>> begin
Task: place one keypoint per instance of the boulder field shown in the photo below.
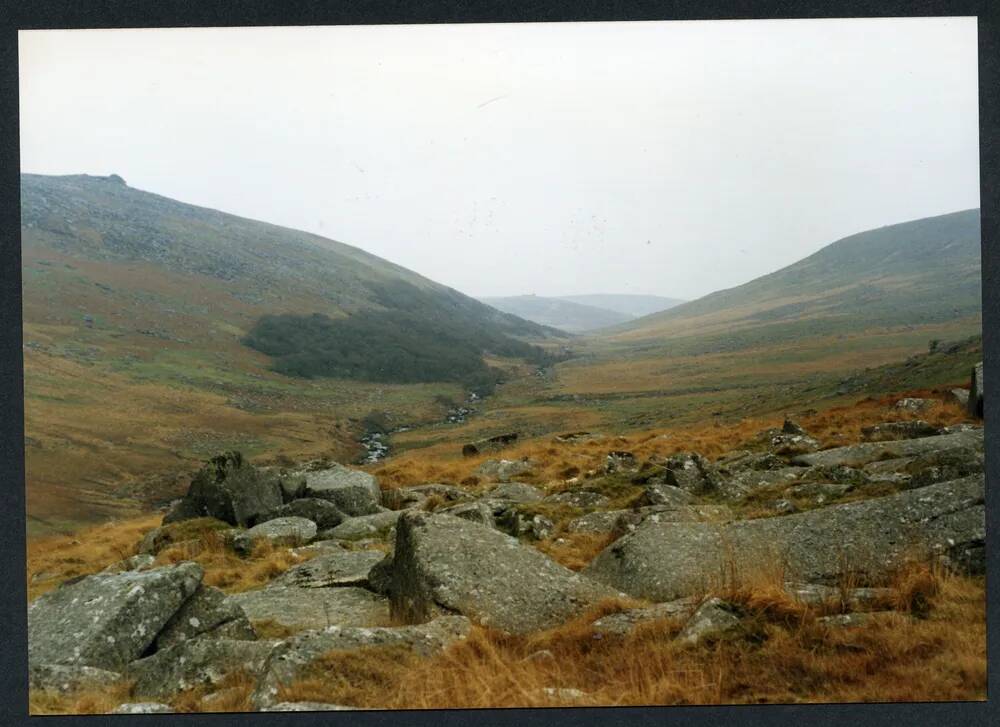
(435, 559)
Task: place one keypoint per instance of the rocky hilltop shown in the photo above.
(417, 568)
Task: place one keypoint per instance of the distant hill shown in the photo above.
(558, 313)
(265, 270)
(158, 333)
(920, 272)
(630, 305)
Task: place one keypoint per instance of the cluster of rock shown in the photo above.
(456, 558)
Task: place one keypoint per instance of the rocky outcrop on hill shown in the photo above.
(663, 560)
(858, 455)
(107, 621)
(353, 491)
(447, 564)
(230, 489)
(976, 389)
(298, 608)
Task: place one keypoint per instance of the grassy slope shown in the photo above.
(134, 306)
(562, 314)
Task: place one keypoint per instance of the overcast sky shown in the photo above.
(671, 158)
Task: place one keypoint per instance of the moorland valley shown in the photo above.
(302, 477)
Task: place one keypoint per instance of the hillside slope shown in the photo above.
(921, 272)
(631, 305)
(136, 309)
(558, 312)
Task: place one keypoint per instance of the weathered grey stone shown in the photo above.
(477, 512)
(353, 491)
(625, 622)
(143, 708)
(629, 520)
(816, 594)
(691, 472)
(660, 493)
(334, 568)
(64, 679)
(196, 663)
(404, 498)
(858, 455)
(299, 609)
(324, 513)
(489, 444)
(504, 470)
(821, 492)
(444, 561)
(284, 531)
(578, 498)
(712, 618)
(365, 526)
(892, 431)
(293, 658)
(663, 561)
(601, 521)
(229, 489)
(854, 620)
(106, 621)
(209, 613)
(620, 461)
(515, 492)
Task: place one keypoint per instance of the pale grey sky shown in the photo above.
(671, 158)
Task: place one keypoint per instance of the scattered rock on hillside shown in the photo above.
(106, 621)
(284, 531)
(447, 562)
(324, 513)
(353, 491)
(620, 461)
(666, 560)
(336, 568)
(65, 678)
(891, 431)
(515, 492)
(578, 498)
(299, 608)
(625, 622)
(504, 470)
(405, 498)
(141, 561)
(477, 512)
(857, 455)
(489, 444)
(913, 404)
(143, 708)
(310, 707)
(600, 521)
(209, 613)
(660, 493)
(629, 520)
(712, 618)
(976, 388)
(293, 658)
(364, 526)
(196, 663)
(230, 489)
(691, 472)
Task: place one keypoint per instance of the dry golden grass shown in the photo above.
(558, 461)
(783, 654)
(56, 558)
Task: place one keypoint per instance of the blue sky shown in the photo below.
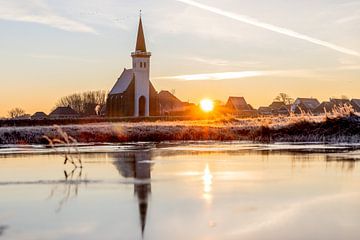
(204, 48)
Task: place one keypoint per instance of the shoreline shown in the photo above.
(345, 129)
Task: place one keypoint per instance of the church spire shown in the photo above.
(140, 43)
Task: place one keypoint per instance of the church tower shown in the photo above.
(133, 94)
(141, 70)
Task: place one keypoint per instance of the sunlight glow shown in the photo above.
(207, 105)
(270, 27)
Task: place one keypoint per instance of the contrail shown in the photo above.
(218, 76)
(281, 30)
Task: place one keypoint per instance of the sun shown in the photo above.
(207, 105)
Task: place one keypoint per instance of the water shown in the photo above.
(181, 191)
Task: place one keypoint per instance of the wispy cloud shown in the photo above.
(270, 27)
(217, 76)
(222, 62)
(38, 12)
(63, 58)
(348, 19)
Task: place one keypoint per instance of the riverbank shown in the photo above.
(271, 129)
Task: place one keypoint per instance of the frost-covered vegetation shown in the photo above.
(339, 126)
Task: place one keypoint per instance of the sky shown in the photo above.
(200, 49)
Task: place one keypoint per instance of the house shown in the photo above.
(279, 108)
(328, 106)
(356, 104)
(239, 106)
(133, 94)
(324, 107)
(64, 112)
(265, 111)
(306, 105)
(169, 104)
(340, 101)
(39, 116)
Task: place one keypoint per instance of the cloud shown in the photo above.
(218, 76)
(222, 62)
(270, 27)
(348, 19)
(38, 12)
(63, 58)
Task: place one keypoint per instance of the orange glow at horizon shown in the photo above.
(207, 105)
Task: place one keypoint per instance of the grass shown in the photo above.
(341, 125)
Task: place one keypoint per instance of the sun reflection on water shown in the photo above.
(207, 181)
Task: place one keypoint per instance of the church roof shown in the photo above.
(140, 43)
(123, 82)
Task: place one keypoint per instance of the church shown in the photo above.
(133, 95)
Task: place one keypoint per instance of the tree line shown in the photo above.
(86, 103)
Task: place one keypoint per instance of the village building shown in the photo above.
(64, 113)
(239, 107)
(265, 111)
(133, 94)
(279, 108)
(39, 116)
(306, 105)
(169, 104)
(356, 104)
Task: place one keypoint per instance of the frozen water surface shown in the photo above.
(194, 190)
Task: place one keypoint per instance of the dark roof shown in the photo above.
(63, 111)
(324, 106)
(168, 101)
(237, 103)
(356, 101)
(123, 82)
(39, 115)
(340, 102)
(277, 105)
(266, 110)
(309, 103)
(140, 43)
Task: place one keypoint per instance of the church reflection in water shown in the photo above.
(137, 165)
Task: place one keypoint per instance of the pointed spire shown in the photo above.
(140, 43)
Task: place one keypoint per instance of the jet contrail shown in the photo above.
(257, 23)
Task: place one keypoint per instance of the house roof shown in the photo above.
(328, 106)
(277, 105)
(310, 103)
(238, 103)
(39, 114)
(356, 102)
(63, 111)
(140, 43)
(339, 101)
(123, 82)
(267, 109)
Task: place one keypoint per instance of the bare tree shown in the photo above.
(16, 112)
(285, 98)
(87, 103)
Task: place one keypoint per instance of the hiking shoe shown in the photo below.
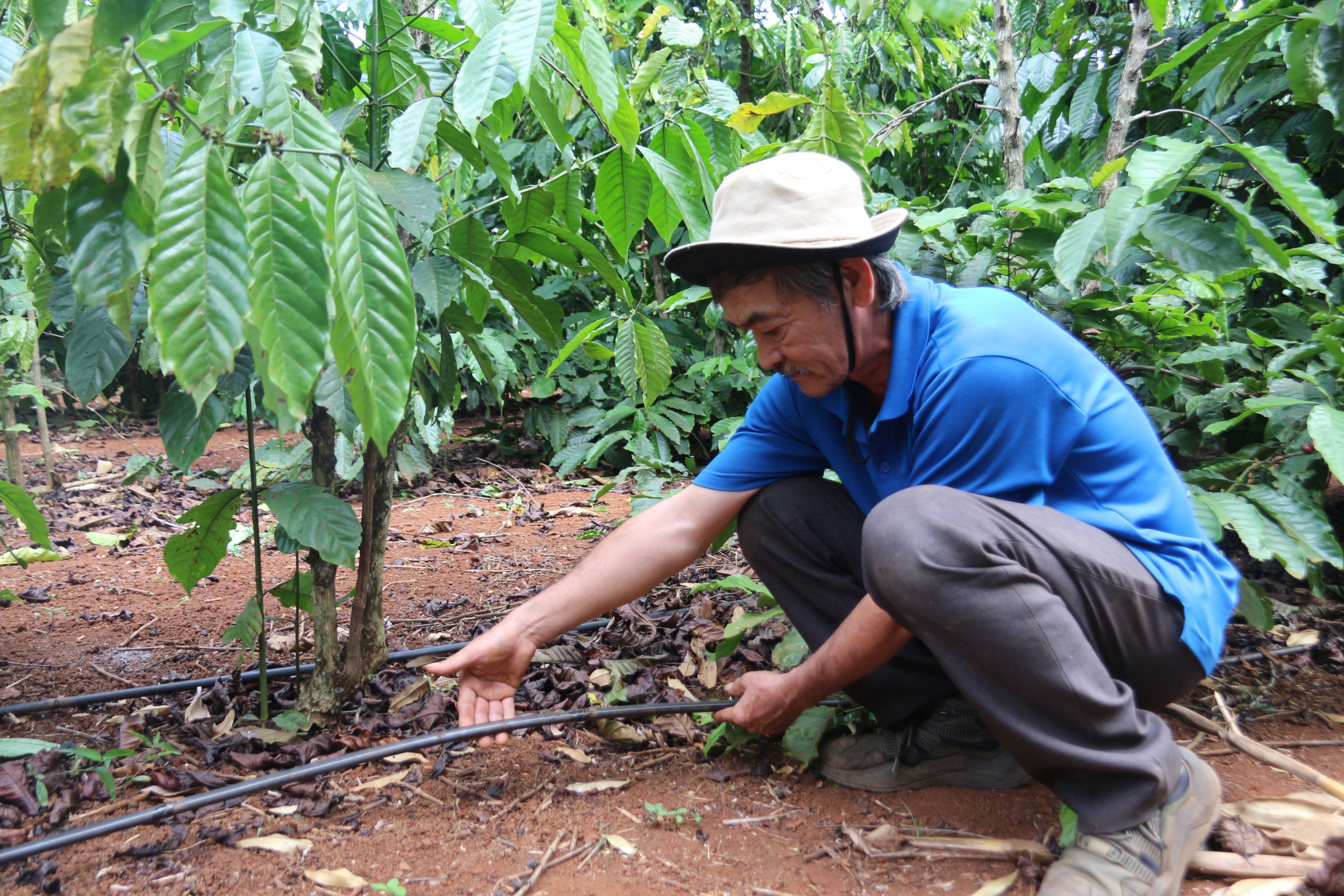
(951, 747)
(1150, 859)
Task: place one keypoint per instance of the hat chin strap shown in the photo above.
(844, 315)
(851, 424)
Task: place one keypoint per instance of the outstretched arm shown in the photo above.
(627, 565)
(771, 700)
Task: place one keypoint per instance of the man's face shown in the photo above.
(795, 336)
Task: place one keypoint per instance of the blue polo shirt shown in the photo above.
(991, 397)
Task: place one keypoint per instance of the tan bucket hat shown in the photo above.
(788, 210)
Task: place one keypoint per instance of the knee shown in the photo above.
(774, 508)
(910, 542)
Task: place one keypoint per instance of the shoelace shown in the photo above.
(1138, 849)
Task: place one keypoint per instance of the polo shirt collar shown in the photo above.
(910, 333)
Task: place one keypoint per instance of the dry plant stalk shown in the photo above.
(1233, 736)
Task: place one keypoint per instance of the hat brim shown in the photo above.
(695, 262)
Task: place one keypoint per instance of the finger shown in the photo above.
(454, 664)
(508, 714)
(726, 715)
(483, 716)
(498, 715)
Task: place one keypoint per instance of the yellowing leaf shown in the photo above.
(411, 693)
(651, 22)
(594, 786)
(225, 726)
(338, 878)
(402, 758)
(197, 711)
(999, 886)
(277, 844)
(577, 755)
(748, 117)
(620, 844)
(377, 784)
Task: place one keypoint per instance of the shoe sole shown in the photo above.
(1193, 820)
(934, 773)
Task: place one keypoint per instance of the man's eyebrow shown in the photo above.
(756, 318)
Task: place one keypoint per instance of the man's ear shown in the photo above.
(859, 282)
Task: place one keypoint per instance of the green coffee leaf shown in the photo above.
(1295, 187)
(289, 282)
(316, 519)
(374, 332)
(412, 132)
(194, 554)
(198, 292)
(803, 739)
(186, 429)
(623, 198)
(529, 26)
(20, 507)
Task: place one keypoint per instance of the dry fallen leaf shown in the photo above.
(338, 878)
(197, 710)
(411, 693)
(687, 667)
(594, 786)
(600, 678)
(709, 672)
(1261, 887)
(277, 844)
(577, 755)
(622, 844)
(268, 735)
(225, 726)
(999, 886)
(1272, 813)
(374, 784)
(402, 758)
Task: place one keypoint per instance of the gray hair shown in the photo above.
(815, 281)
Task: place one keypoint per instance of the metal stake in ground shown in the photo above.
(261, 594)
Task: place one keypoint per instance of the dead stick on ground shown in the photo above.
(541, 866)
(592, 853)
(1234, 738)
(136, 633)
(113, 676)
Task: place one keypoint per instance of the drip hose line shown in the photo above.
(276, 779)
(401, 656)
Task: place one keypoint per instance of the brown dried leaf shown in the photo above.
(1328, 876)
(14, 787)
(1235, 835)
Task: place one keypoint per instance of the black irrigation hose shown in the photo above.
(339, 763)
(246, 678)
(284, 672)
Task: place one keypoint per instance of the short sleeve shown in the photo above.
(992, 426)
(772, 444)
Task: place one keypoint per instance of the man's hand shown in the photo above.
(769, 704)
(490, 671)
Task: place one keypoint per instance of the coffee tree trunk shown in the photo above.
(1128, 94)
(366, 650)
(1010, 102)
(323, 695)
(44, 433)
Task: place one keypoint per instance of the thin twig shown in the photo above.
(113, 676)
(133, 635)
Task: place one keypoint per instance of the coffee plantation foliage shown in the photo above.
(401, 213)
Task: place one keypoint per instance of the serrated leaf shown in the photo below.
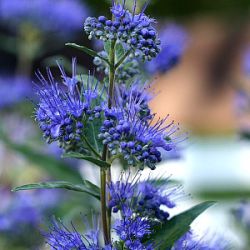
(86, 187)
(86, 50)
(100, 163)
(176, 227)
(119, 52)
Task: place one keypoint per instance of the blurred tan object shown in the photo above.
(188, 92)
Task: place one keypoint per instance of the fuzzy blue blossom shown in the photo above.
(246, 62)
(137, 140)
(63, 110)
(20, 88)
(61, 16)
(144, 198)
(131, 230)
(173, 43)
(62, 238)
(135, 31)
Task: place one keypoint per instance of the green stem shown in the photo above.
(104, 207)
(91, 147)
(122, 59)
(106, 213)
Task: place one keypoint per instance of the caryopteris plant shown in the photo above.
(100, 121)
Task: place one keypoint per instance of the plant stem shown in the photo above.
(103, 206)
(106, 214)
(91, 147)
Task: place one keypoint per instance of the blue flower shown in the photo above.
(63, 110)
(135, 31)
(62, 238)
(131, 230)
(62, 16)
(145, 198)
(173, 43)
(137, 140)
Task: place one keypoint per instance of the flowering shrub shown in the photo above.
(100, 121)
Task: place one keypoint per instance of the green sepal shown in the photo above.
(100, 163)
(87, 187)
(169, 232)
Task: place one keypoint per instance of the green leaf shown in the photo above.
(86, 50)
(119, 52)
(100, 163)
(176, 227)
(86, 187)
(54, 167)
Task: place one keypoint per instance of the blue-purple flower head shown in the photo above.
(190, 241)
(173, 43)
(143, 198)
(135, 31)
(131, 230)
(136, 136)
(62, 238)
(246, 62)
(64, 109)
(61, 16)
(19, 87)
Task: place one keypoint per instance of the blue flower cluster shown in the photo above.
(62, 16)
(63, 110)
(135, 139)
(131, 230)
(61, 238)
(144, 199)
(135, 31)
(173, 42)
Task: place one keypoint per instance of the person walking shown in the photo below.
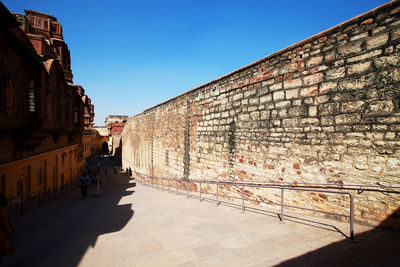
(84, 182)
(95, 184)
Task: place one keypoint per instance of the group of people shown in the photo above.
(91, 178)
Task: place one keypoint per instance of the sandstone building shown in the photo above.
(42, 113)
(115, 125)
(323, 112)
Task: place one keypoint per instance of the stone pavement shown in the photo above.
(142, 226)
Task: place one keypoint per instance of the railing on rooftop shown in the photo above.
(173, 183)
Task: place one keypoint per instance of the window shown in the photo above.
(19, 188)
(76, 115)
(31, 96)
(3, 184)
(40, 176)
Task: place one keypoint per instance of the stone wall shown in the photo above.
(324, 110)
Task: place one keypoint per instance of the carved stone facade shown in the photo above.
(115, 125)
(41, 111)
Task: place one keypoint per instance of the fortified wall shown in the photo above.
(323, 112)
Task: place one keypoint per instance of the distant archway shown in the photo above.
(104, 148)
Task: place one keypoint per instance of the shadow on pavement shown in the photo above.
(376, 247)
(60, 233)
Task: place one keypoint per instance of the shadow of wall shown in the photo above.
(60, 233)
(376, 247)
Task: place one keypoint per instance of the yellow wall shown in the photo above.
(41, 171)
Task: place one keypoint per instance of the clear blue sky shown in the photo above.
(132, 55)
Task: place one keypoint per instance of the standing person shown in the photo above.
(98, 167)
(95, 183)
(84, 182)
(5, 229)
>> end
Give the lines starting at the one that contains "Task: place one keypoint per instance of the window" and ending at the last line of the items as a Markdown table with the columns Row and Item line, leaving out blank lines.

| Row | Item line |
|---|---|
| 1 | Task: place one keypoint per instance of the window shown in the photo above. |
| 2 | (19, 188) |
| 3 | (76, 115) |
| 4 | (31, 96) |
| 5 | (3, 184) |
| 6 | (40, 176) |
| 7 | Task: place one keypoint per instance of the stone wall shown in the photo above. |
| 8 | (324, 110) |
| 9 | Task: place one keypoint per instance of the carved stone facade shown in the photo above. |
| 10 | (115, 125) |
| 11 | (41, 111) |
| 12 | Task: place one keypoint per instance of the fortified wall shown in the photo above. |
| 13 | (323, 112) |
| 14 | Task: place one keypoint per instance of the distant archway shown in the photo above. |
| 15 | (104, 148) |
| 16 | Task: place one keypoint per instance of the shadow on pavement shown in the photo above. |
| 17 | (376, 247) |
| 18 | (60, 233) |
| 19 | Task: place one keypoint per instance of the shadow of wall shown in the photo above. |
| 20 | (60, 233) |
| 21 | (376, 247) |
| 22 | Task: place one keypoint per instance of the yellow wall shown in the photo above. |
| 23 | (41, 171) |
| 24 | Task: place one keypoint per instance of the clear blue sky shown in the photo above. |
| 25 | (132, 55) |
| 26 | Task: place one keypoint per instance of the standing person shown in the photo above. |
| 27 | (98, 167) |
| 28 | (95, 183) |
| 29 | (84, 182) |
| 30 | (5, 229) |